Exercise requirements>
Once you have read the entries below, write them all out again exactly.

(Dataset entries)
▬▬▬▬▬▬▬▬▬▬

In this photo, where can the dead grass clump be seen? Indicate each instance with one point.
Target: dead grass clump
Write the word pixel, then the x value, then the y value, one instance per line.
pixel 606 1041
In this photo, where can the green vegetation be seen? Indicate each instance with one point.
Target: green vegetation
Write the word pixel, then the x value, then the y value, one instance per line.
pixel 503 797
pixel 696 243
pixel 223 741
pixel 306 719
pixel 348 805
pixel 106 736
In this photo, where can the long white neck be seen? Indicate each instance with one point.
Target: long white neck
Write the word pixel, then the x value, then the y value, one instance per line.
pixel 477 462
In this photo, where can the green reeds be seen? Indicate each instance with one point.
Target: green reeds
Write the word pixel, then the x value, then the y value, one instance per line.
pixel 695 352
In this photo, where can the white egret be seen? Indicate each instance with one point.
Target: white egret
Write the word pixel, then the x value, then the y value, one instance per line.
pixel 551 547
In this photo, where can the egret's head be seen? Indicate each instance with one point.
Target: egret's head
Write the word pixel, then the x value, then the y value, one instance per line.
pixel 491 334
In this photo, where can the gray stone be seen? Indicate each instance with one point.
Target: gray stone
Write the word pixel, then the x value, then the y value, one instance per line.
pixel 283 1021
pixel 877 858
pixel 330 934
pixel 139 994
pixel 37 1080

▬▬▬▬▬▬▬▬▬▬

Result>
In this photo, where can the dead grass clump be seen? Indicate each instance with one point.
Target: dead grass clump
Write the word pixel, then the x value, then the y value, one instance per line.
pixel 606 1041
In this photo, where can the green vegetation be seen? Indicate each instance with one point.
Target: green vegetation
Write the word pixel, then the x value, then the y value, one instance per line.
pixel 503 797
pixel 696 243
pixel 223 741
pixel 306 719
pixel 348 805
pixel 106 736
In this photo, where can the long white neck be seen? Indicate each instance with one point.
Target: long white neck
Write the word pixel, then the x value, then the y value, one instance per line.
pixel 477 462
In this photo, where can the green reeds be seen? Indicate each instance with one point.
Target: green reeds
Write the word pixel, then the x value, then the y value, one instance per line.
pixel 695 352
In this photo, where can the white egret be seen? Indicate each instance with one point.
Target: white egret
Write the word pixel, then the x value, then the y value, one instance per line.
pixel 551 547
In this photo, where can the egret's head be seen? Indicate each instance with one point.
Target: egret's head
Write the word pixel, then the x value, then the y value, one instance per line.
pixel 491 334
In this photo, where can the gray stone be seen? Indicate each instance with one point.
Target: gray stone
Write the word pixel, then the x value, then the y value, one instance per line.
pixel 283 1021
pixel 877 858
pixel 330 934
pixel 139 994
pixel 37 1080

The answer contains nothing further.